Set down all of the data that follows, keeping every character.

▸ Supplied material:
———
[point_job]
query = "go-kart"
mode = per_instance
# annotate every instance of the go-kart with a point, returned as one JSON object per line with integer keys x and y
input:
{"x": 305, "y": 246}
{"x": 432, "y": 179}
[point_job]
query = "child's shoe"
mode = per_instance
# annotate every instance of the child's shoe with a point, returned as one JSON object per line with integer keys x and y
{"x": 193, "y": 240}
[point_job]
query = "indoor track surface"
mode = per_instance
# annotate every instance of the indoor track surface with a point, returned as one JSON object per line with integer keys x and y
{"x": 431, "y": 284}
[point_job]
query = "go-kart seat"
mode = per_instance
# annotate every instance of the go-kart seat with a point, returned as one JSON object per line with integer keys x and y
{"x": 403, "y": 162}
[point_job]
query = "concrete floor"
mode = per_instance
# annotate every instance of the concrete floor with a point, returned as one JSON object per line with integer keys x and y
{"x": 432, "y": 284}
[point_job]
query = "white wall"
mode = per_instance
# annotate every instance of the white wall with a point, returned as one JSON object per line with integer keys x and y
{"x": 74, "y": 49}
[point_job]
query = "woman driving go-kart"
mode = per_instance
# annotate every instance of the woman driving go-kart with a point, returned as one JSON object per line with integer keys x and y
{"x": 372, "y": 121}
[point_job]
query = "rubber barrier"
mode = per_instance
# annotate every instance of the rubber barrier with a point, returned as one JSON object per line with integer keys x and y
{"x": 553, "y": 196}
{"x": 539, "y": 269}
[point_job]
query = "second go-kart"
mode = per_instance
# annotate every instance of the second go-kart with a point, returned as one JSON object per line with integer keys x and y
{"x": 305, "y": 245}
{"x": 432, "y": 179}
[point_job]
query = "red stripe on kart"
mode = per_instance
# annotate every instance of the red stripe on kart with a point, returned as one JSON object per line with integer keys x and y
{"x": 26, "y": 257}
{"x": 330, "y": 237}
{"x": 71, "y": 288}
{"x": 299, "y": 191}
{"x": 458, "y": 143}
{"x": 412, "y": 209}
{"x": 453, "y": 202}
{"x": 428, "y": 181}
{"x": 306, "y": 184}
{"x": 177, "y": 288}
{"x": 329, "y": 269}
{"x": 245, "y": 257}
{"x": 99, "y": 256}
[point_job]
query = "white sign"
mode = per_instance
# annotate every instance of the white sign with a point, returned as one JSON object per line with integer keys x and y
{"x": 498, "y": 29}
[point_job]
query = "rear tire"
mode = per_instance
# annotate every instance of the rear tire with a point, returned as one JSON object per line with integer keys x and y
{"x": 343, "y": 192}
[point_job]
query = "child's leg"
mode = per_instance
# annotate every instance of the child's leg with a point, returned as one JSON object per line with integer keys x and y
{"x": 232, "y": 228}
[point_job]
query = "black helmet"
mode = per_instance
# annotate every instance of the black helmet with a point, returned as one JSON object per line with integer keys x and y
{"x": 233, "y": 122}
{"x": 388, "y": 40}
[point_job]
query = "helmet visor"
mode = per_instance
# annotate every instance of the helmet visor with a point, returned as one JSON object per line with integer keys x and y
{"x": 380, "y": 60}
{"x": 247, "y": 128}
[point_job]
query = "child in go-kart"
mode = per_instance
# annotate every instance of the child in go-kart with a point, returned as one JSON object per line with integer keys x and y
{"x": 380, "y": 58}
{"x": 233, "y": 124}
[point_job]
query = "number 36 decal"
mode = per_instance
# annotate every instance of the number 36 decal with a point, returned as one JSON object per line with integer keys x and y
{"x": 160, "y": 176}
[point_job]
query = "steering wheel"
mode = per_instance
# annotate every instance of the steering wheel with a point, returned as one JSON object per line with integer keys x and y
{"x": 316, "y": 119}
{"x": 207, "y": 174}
———
▸ Your solution:
[point_job]
query = "go-kart"
mode = per_instance
# annotate every instance of the go-kart with a point, returned as one JSON object per line with integer keys x and y
input:
{"x": 305, "y": 246}
{"x": 432, "y": 179}
[point_job]
query = "child's shoe"
mode = per_instance
# annotate every instance of the child's shoe with a point, returned as one JSON object per line with integer keys x and y
{"x": 193, "y": 240}
[point_job]
query = "indoor track surface"
mode = per_instance
# annotate every instance of the indoor track surface with a point, returned as one JSON object per line with integer keys x and y
{"x": 431, "y": 284}
[point_job]
query = "go-kart seat"
mode = per_instance
# annotate every instance of the go-kart seat with a point, returned as one JSON object per line with integer keys x and y
{"x": 403, "y": 162}
[point_job]
query = "concrete floor"
mode = per_instance
# annotate every instance of the concrete floor with a point, returned as one JSON object per line with integer keys x and y
{"x": 432, "y": 284}
[point_job]
query = "white wall"
mode = per_instance
# annotate every instance of the white wall with a point, returned as one JSON object per line with integer keys x and y
{"x": 74, "y": 49}
[point_job]
query = "woman driving go-kart"
mode = per_instance
# annotate every instance of the woman driving go-kart with a point, returned as one JSON object per line with integer keys x and y
{"x": 372, "y": 121}
[point_job]
query = "rubber barrier"
mode = per_instance
# annotate every instance of the rubber barrier with a point, returned as one JSON object per line with integer keys x and y
{"x": 553, "y": 196}
{"x": 539, "y": 269}
[point_job]
query = "second go-kart"
mode = per_instance
# annotate every instance of the second go-kart with a point, returned as one JSON object per line with integer keys x and y
{"x": 305, "y": 245}
{"x": 432, "y": 179}
[point_job]
query = "red stripe on kart"
mode = per_instance
# annotate every instance of the red stripe on kart with a point, returned as one JSON object per line with integer keys x and y
{"x": 26, "y": 257}
{"x": 330, "y": 237}
{"x": 71, "y": 288}
{"x": 299, "y": 191}
{"x": 458, "y": 143}
{"x": 412, "y": 209}
{"x": 453, "y": 202}
{"x": 428, "y": 181}
{"x": 306, "y": 184}
{"x": 177, "y": 288}
{"x": 329, "y": 269}
{"x": 245, "y": 257}
{"x": 99, "y": 256}
[point_job]
query = "white sign"
mode = per_instance
# annotate every instance of the white sign with a point, returned as one JSON object per line with integer keys x and y
{"x": 498, "y": 29}
[point_job]
query = "rear tire"
mode = per_instance
# annotate every instance of the rear tire with a point, returned as one JSON object per line with integer keys x and y
{"x": 343, "y": 192}
[point_job]
query = "child's leg"
mode = per_instance
# annotate every instance of the child's leg with a point, returned as one JSON object per line with integer keys x and y
{"x": 232, "y": 228}
[point_job]
query = "black helmet"
mode = per_instance
# annotate every instance of the black helmet with a point, returned as one JSON object per line with integer keys x and y
{"x": 233, "y": 122}
{"x": 388, "y": 40}
[point_job]
query = "helmet visor"
mode = per_instance
# annotate every instance of the helmet visor with a point, returned as one JSON object per line with integer keys x and y
{"x": 380, "y": 60}
{"x": 247, "y": 128}
[point_job]
query = "child in go-kart"
mode = per_instance
# annotate every instance of the child in go-kart with a point, returned as one JSON object per line with integer keys x and y
{"x": 380, "y": 58}
{"x": 233, "y": 124}
[point_job]
query = "number 36 decal"
mode = per_instance
# annotate every instance of the number 36 decal with a point, returned as one JSON object per line with integer keys x and y
{"x": 160, "y": 176}
[point_job]
query = "steering wheel"
mode = per_instance
# annotate every instance of the steering wheel with a point, returned as one JSON object per line with integer keys x and y
{"x": 316, "y": 119}
{"x": 207, "y": 174}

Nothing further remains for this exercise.